● Text excerpt
· · ·

Well there is no way to say goodbye without feeling that your doing something either awkward or maybe trying to elicit a response but I think regardless that its time, at least for the foreseeable, for Lost to be moving on.
I am going to post a little bit as I'd like people to know how we, and especially me the Mr have felt about this site the people we chatted to and become cyber friends with and those we've met in person whether to swing with or to just chill out with.
We first came to SH as we'd decided many months previously swinging was for us and an opportunity to research the idea more fully came up. Mr Lost me myself several months before, went into hospital for a relatively straightforward operation in and out again within three days.
Well things didn't quite go to plan and my wife, Mrs Lost got the dreaded call at 10:30 at night to make it to hospital straight away as there had been a problem or two and things were looking grim. Fortunately for me grim didn't turn out terminal although it did mean that I ended up in a coma spent seven weeks in ICU and was in hospital for over three months. I would like to point out that that Mrs Lost was brilliant beyond comparison during this time. I relearned the meaning of love and why I can look at her at times and have to choke back a sob with the depth of feeling that occurs.
After coming out of hospital I was allowed home but was bed bound with two district nurses coming around twice a day for what seemed like forever, for them as well as me, I was bed bound and only able to lie face down. four years later and I'm still seeing the nurses fortnightly too, not quite as bad as it sounds really I just couldn't walk and i couldn't lie on my side or back. They were trying times for me my kids and J but trying times are what make the difference, they make us if they don't break us first. Good fortune is with me though through the grace of some fantastic people and i'm now 95%
Upshot was that lying useless in my bed I got myself a computer and whilst browsing around as you do found upon this swinging site Swinging Heaven and so we joined, a sodding month after the freebie accounts stopped would you believe but hey. Well, it was like a a godsend for me. I got stuck straight into the forums here, fumbling with my words and how I wanted things to come across and others weren't getting my meanings etc. All very naive indeed. I had several forum scraps with others which left me, at times, gasping with incredulity at the blindness of some to the obviously correct nature and intent of my posts!

· · ·

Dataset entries
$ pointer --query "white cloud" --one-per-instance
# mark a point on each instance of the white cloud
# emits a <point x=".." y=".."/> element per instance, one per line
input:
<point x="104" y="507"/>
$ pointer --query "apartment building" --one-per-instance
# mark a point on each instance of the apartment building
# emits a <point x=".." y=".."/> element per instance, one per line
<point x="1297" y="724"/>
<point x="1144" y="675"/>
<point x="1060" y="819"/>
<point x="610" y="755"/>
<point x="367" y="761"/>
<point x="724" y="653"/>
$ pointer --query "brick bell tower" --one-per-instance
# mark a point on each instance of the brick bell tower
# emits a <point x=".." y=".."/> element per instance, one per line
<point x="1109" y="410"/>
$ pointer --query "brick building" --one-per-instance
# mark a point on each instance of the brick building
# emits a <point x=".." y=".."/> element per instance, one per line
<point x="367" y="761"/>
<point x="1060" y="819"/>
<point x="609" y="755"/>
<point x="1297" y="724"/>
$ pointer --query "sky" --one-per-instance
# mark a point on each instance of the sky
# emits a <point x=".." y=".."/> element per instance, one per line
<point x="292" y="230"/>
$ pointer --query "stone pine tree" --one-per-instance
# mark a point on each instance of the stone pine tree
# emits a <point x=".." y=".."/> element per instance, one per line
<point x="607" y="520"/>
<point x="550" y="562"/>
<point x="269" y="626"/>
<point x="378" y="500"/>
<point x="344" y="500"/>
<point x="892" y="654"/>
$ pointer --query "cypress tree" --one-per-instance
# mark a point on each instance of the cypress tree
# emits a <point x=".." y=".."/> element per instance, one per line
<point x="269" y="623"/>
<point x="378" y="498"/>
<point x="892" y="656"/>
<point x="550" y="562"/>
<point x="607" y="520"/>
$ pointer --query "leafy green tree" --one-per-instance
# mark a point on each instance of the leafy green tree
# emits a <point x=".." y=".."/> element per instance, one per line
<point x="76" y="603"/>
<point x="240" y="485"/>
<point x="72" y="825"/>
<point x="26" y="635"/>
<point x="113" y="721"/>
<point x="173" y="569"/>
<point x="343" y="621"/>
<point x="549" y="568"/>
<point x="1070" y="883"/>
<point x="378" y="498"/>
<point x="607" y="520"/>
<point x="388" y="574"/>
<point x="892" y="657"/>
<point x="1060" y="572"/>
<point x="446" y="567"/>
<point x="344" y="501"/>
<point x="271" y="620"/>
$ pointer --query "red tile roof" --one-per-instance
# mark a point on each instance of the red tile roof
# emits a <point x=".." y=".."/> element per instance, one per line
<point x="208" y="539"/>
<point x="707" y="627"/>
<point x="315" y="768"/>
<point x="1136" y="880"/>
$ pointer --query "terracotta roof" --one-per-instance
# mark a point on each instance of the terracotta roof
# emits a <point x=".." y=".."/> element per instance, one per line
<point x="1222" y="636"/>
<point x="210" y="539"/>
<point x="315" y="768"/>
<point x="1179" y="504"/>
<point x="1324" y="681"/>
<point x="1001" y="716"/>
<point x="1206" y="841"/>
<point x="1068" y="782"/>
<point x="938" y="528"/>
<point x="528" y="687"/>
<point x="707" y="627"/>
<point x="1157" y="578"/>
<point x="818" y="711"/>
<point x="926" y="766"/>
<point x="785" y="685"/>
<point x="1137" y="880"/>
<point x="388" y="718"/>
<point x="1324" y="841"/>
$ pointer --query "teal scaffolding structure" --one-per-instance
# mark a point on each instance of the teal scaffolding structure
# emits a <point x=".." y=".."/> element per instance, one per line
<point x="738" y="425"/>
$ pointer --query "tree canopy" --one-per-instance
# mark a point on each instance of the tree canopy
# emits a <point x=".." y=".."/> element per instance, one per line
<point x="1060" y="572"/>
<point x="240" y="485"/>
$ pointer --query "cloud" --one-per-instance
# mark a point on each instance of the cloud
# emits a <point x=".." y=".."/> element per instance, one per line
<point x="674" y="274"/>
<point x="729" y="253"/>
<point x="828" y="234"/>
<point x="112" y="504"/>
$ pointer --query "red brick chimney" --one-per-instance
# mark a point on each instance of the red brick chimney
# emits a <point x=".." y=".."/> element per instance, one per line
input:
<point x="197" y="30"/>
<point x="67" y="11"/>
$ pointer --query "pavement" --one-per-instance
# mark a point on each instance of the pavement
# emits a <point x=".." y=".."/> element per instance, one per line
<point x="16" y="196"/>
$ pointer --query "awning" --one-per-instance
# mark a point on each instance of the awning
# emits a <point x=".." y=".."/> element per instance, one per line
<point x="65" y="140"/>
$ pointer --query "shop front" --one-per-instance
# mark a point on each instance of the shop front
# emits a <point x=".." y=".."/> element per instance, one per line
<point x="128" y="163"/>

· · ·

● Problem details
From the farewell post, list each length of time it gives for the writer's operation and hospital stay.

● The answer
- Within three days (the planned time in and out of hospital)
- Seven weeks in ICU
- Over three months in hospital